# [BLOC DE TEXTE]
--
Guider les étudiants

Très attaché à l’enseignement, Philippe Renaud met du cœur à la préparation de ses leçons et à la formation de ses doctorants. « À la fin de notre carrière, personne ne se rappelle des articles que l’on a écrits. Par contre, on n’oublie jamais un enseignant qui nous a marqué », résume-t-il. Durant ses cours, il insiste sur les concepts et la réflexion à mener plutôt que sur l’appris par cœur. « Il veut s’assurer que l’on comprenne ce qu’il se cache derrière la machine. Quand il ne répond pas directement aux questions, il y a souvent une deuxième grille de lecture. À nous de trouver la solution », déclare Joan Teixidor, doctorant au sein de son laboratoire.
--
# [TRAVAIL À FAIRE]
1. D'après le texte sur Philippe Renaud ci-dessus, quelle fonction Joan Teixidor occupe-t-il ?
2. Pour chacune des affirmations suivantes, dites si elle concorde avec le texte sur Philippe Renaud, en répondant par oui ou non et en citant les mots du texte qui tranchent. (a) Philippe Renaud privilégie l'apprentissage par cœur dans ses cours. (b) Selon Philippe Renaud, on n'oublie jamais un enseignant qui nous a marqué. (c) Philippe Renaud répond toujours directement aux questions.
--
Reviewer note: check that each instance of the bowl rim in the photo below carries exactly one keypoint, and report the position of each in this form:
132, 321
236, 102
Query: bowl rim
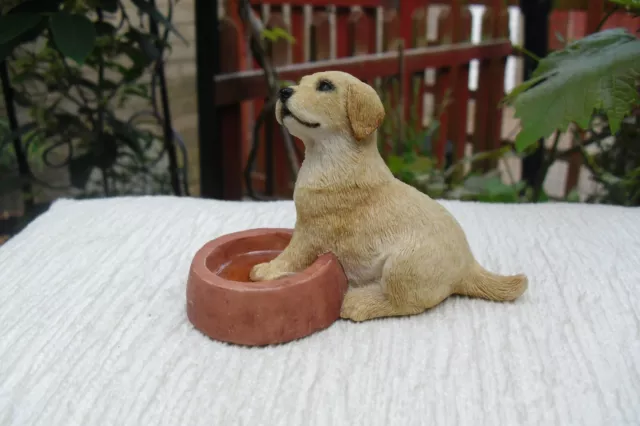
199, 264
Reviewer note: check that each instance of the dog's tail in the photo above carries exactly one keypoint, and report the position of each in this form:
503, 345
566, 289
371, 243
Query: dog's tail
487, 285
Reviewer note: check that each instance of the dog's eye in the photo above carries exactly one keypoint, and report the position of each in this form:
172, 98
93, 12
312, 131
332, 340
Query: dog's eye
325, 86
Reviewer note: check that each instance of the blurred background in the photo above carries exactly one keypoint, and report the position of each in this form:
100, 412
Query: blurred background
105, 98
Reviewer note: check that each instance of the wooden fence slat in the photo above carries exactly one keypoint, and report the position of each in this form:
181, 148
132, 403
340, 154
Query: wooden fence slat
499, 30
235, 87
281, 169
231, 116
480, 135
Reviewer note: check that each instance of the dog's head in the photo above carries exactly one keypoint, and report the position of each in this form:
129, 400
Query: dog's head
329, 104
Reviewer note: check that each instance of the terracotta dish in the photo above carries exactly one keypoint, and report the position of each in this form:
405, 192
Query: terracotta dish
225, 305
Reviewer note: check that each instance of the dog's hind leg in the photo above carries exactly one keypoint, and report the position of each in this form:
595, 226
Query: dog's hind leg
369, 302
412, 281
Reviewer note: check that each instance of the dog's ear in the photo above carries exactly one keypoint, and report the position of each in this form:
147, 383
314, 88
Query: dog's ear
364, 110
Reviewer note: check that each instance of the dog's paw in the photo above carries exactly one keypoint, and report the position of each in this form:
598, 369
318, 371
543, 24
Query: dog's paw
265, 272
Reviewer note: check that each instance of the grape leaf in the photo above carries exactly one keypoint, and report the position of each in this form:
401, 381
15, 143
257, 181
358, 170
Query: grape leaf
74, 35
598, 72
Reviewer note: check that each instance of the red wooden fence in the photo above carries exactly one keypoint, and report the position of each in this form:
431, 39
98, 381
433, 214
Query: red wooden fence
241, 89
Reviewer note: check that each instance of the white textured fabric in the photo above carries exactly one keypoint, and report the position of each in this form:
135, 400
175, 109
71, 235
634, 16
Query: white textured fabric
94, 330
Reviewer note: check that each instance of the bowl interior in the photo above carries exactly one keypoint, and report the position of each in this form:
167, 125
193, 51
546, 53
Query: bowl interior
234, 259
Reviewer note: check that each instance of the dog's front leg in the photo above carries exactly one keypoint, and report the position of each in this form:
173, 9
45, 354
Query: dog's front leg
297, 256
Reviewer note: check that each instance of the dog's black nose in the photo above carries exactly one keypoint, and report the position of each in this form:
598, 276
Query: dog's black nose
285, 93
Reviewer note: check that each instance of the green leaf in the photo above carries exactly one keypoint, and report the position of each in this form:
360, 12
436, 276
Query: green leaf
573, 196
75, 35
598, 72
110, 6
14, 25
80, 169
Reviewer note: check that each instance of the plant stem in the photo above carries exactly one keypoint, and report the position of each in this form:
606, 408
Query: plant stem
99, 127
550, 158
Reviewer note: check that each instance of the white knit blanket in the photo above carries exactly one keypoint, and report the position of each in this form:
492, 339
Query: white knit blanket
93, 329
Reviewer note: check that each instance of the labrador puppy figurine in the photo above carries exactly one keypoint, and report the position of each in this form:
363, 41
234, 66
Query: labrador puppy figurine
401, 251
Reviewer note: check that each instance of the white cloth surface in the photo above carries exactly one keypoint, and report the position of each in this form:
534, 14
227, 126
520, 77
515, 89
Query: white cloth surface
94, 329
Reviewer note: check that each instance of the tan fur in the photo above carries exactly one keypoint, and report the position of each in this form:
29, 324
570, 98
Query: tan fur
401, 251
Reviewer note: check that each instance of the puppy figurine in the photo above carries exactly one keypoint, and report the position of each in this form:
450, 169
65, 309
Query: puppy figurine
402, 251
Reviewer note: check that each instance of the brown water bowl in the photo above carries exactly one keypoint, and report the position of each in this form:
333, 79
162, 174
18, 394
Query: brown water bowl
225, 305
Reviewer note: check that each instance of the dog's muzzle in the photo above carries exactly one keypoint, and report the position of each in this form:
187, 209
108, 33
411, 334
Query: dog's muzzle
285, 93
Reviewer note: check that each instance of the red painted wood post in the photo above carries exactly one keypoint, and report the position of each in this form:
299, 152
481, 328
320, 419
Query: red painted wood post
406, 14
458, 123
362, 32
297, 31
416, 82
298, 50
320, 34
259, 175
454, 26
391, 37
343, 14
231, 117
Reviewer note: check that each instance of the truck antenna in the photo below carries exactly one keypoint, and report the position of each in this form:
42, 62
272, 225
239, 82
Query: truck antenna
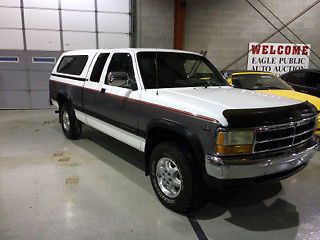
156, 65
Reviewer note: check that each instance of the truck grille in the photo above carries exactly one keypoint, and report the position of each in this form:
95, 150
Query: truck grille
269, 138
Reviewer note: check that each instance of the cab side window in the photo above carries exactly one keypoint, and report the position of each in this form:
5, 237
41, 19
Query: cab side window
120, 71
98, 67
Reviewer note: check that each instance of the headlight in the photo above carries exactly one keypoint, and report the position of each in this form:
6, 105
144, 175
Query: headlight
234, 142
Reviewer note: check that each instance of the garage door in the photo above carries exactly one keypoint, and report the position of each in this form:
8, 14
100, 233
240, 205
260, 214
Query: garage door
36, 32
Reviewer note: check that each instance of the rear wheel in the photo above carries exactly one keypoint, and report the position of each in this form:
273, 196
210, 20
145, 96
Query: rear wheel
175, 180
71, 127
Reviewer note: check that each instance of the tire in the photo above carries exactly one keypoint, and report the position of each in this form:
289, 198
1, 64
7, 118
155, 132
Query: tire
176, 158
71, 127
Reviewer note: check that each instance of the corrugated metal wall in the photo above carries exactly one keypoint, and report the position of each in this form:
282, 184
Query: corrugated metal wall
37, 28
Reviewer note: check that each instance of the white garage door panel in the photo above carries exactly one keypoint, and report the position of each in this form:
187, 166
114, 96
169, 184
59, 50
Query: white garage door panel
41, 19
11, 39
39, 80
41, 3
107, 40
78, 40
78, 4
113, 22
43, 40
79, 21
10, 18
114, 6
13, 100
10, 3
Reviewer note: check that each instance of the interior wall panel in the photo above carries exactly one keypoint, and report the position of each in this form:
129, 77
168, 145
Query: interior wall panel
114, 22
24, 84
43, 40
41, 3
11, 39
10, 18
79, 21
114, 6
41, 19
87, 5
14, 100
79, 40
13, 80
10, 3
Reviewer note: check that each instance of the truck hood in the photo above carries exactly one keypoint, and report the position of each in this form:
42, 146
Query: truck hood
212, 101
295, 95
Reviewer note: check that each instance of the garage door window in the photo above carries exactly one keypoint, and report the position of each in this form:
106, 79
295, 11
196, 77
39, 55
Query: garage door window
72, 64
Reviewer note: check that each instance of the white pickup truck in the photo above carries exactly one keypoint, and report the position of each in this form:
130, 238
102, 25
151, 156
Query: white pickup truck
191, 125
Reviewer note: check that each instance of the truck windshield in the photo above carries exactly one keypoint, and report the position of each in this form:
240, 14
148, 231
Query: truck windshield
176, 70
259, 82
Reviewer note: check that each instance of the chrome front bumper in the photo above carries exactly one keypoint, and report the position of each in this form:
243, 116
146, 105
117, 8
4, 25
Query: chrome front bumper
247, 167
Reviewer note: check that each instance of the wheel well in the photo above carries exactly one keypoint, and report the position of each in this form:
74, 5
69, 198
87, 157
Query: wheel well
158, 135
61, 99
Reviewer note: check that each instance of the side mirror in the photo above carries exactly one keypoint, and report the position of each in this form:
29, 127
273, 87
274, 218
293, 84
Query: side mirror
121, 79
133, 85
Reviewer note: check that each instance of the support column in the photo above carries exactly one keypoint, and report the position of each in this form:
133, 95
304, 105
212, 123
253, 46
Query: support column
179, 21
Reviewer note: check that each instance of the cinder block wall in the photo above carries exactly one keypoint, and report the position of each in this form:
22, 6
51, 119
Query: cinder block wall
225, 27
154, 23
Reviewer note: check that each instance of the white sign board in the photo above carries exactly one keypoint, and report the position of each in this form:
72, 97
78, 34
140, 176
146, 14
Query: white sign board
278, 58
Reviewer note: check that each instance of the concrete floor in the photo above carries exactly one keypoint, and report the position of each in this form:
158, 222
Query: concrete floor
95, 188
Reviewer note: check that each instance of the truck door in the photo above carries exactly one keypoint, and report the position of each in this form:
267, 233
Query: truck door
92, 88
118, 104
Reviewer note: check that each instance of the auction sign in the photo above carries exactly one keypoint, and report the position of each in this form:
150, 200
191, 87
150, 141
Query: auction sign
278, 58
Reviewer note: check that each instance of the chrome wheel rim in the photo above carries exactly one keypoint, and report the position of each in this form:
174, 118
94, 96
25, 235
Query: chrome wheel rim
66, 121
168, 177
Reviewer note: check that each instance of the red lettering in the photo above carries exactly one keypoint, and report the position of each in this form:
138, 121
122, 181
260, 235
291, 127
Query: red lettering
264, 49
287, 50
280, 49
296, 50
256, 49
272, 50
305, 50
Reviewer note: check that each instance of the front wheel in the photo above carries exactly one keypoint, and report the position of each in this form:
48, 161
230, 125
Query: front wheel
174, 178
71, 127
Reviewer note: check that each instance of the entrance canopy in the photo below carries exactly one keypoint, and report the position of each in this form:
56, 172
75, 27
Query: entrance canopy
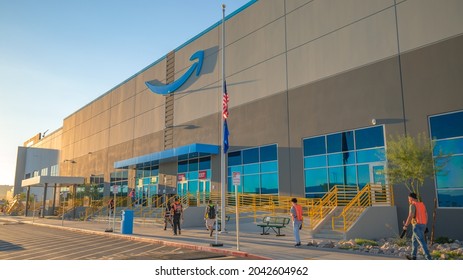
41, 181
188, 151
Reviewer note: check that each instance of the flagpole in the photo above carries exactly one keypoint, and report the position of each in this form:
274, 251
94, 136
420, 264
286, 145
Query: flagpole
222, 156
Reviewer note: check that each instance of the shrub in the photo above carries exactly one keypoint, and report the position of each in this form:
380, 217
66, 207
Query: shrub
361, 241
443, 240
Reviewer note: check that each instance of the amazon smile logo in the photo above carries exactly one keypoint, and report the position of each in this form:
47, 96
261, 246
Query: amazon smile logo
160, 88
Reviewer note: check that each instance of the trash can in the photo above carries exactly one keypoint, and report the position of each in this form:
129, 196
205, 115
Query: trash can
127, 222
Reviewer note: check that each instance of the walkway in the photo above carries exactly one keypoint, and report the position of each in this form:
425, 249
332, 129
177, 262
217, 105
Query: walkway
251, 243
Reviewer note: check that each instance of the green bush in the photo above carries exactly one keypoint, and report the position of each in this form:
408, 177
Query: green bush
443, 240
402, 242
361, 241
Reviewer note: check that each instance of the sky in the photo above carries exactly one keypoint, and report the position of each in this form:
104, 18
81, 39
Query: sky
56, 56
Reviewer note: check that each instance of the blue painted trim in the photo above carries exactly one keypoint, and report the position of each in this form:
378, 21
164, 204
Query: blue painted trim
168, 155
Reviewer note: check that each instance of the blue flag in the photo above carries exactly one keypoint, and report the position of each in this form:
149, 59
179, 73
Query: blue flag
225, 137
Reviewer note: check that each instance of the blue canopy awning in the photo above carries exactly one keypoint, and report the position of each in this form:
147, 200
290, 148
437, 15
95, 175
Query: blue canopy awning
183, 152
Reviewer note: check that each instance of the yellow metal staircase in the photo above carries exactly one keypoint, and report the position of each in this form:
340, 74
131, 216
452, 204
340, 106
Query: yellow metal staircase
370, 195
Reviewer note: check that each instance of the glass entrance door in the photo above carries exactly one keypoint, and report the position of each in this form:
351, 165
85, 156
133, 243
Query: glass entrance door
204, 191
182, 188
377, 175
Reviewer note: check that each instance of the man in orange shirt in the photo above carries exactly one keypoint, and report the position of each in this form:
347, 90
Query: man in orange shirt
296, 216
418, 217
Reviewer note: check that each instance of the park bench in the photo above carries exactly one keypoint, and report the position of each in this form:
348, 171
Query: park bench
219, 222
274, 223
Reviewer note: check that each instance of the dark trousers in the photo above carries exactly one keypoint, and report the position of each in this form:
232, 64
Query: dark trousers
177, 224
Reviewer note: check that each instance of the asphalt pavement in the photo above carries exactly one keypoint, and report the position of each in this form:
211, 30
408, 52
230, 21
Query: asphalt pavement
248, 243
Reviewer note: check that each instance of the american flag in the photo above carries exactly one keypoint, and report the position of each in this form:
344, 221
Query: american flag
225, 100
225, 116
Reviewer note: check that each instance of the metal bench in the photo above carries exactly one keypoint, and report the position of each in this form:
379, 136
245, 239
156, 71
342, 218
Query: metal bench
219, 222
274, 223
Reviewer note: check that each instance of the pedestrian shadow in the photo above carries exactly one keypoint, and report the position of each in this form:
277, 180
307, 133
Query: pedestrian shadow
7, 246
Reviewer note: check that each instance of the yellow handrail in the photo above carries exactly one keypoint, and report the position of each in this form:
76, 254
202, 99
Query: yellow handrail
368, 196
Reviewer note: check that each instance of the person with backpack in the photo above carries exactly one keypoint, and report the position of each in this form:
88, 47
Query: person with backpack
177, 214
168, 216
210, 216
418, 218
296, 216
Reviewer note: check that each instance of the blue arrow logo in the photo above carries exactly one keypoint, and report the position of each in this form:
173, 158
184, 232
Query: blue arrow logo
172, 87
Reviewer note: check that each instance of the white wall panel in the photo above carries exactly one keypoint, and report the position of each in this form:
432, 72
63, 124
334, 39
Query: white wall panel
149, 122
319, 18
121, 132
364, 42
422, 22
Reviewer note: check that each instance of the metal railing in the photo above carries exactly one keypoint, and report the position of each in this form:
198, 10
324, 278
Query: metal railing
339, 195
369, 195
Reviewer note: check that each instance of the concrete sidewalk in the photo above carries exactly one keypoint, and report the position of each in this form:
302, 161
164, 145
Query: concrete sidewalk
251, 243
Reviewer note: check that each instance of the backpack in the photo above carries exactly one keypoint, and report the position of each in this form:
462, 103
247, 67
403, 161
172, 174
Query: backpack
177, 209
211, 212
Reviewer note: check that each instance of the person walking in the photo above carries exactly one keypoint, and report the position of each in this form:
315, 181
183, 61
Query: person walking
296, 216
418, 217
168, 216
177, 214
210, 216
132, 197
110, 207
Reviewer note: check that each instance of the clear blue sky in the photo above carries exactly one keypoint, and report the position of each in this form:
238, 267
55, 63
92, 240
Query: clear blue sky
56, 56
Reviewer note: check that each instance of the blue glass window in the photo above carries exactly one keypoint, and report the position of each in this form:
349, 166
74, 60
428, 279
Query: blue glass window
316, 180
193, 186
447, 131
363, 172
250, 156
340, 142
315, 161
346, 158
251, 183
251, 168
369, 137
269, 183
341, 158
372, 155
205, 163
234, 158
452, 175
447, 126
450, 198
268, 153
193, 165
258, 167
314, 146
452, 146
182, 167
270, 166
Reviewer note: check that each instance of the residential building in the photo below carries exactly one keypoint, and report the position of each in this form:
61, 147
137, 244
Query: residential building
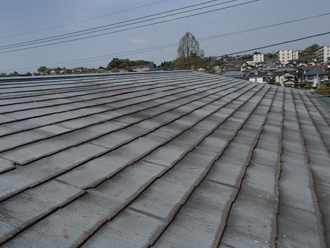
258, 57
295, 63
315, 76
228, 68
236, 74
323, 54
148, 66
286, 78
286, 55
162, 159
258, 76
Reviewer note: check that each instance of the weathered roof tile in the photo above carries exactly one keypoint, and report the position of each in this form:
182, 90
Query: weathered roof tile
161, 159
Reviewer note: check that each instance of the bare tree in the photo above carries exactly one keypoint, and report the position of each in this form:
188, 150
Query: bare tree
189, 51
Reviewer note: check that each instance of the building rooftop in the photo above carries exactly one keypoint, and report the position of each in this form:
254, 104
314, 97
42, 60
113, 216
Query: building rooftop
181, 159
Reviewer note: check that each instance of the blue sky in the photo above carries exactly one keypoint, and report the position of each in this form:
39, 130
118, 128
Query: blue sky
20, 16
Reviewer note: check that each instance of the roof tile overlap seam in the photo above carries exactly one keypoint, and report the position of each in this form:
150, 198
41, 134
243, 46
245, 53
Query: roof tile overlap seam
304, 139
204, 174
97, 93
94, 123
246, 168
153, 130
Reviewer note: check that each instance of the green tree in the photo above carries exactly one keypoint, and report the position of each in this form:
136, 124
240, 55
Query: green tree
42, 69
13, 74
189, 51
128, 69
312, 49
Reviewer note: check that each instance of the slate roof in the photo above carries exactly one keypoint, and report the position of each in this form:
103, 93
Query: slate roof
180, 159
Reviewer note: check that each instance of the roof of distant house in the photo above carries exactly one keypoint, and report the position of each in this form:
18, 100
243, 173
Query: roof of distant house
181, 159
315, 71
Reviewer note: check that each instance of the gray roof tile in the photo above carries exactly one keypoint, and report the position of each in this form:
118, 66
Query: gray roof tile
161, 159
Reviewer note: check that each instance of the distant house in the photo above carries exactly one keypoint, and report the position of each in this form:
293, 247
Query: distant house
248, 68
316, 75
286, 78
258, 57
228, 68
53, 72
295, 63
148, 66
286, 55
310, 67
258, 76
79, 69
236, 74
323, 54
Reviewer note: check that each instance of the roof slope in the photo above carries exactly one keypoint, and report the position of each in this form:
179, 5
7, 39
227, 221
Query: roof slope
178, 159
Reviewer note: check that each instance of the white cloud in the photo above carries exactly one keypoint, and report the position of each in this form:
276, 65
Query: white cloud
139, 41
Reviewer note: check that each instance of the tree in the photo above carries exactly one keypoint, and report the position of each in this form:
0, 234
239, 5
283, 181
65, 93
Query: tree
128, 69
42, 69
13, 74
189, 51
312, 49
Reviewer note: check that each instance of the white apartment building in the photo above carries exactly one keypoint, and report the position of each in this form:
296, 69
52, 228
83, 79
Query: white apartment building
323, 54
286, 55
259, 57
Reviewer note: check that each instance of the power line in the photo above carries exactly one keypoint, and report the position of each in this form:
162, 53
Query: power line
86, 20
253, 49
127, 29
155, 48
106, 27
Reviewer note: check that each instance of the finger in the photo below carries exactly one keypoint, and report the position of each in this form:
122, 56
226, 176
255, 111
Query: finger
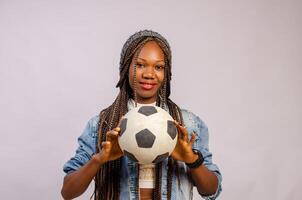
106, 145
183, 131
111, 135
117, 129
193, 138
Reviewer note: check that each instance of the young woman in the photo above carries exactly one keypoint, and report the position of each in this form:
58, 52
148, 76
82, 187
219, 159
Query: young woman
145, 74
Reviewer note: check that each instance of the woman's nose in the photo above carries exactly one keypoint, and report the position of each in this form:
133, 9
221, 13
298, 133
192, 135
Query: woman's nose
148, 73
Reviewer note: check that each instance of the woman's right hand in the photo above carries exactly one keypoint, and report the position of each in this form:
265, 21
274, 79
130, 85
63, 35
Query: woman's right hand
110, 148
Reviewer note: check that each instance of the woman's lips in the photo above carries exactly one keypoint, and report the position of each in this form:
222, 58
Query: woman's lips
147, 86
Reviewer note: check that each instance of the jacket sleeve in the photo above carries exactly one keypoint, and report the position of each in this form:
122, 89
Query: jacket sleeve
195, 124
86, 147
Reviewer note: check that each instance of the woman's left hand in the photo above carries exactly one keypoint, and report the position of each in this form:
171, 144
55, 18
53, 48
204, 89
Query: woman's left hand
183, 150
--
# [RÉPONSES AUX EXERCICES]
1. Il est doctorant au sein du laboratoire de Philippe Renaud.

2.
(a) Non : « il insiste sur les concepts et la réflexion à mener plutôt que sur l’appris par cœur ».
(b) Oui : « on n’oublie jamais un enseignant qui nous a marqué ».
(c) Non : « Quand il ne répond pas directement aux questions, il y a souvent une deuxième grille de lecture ».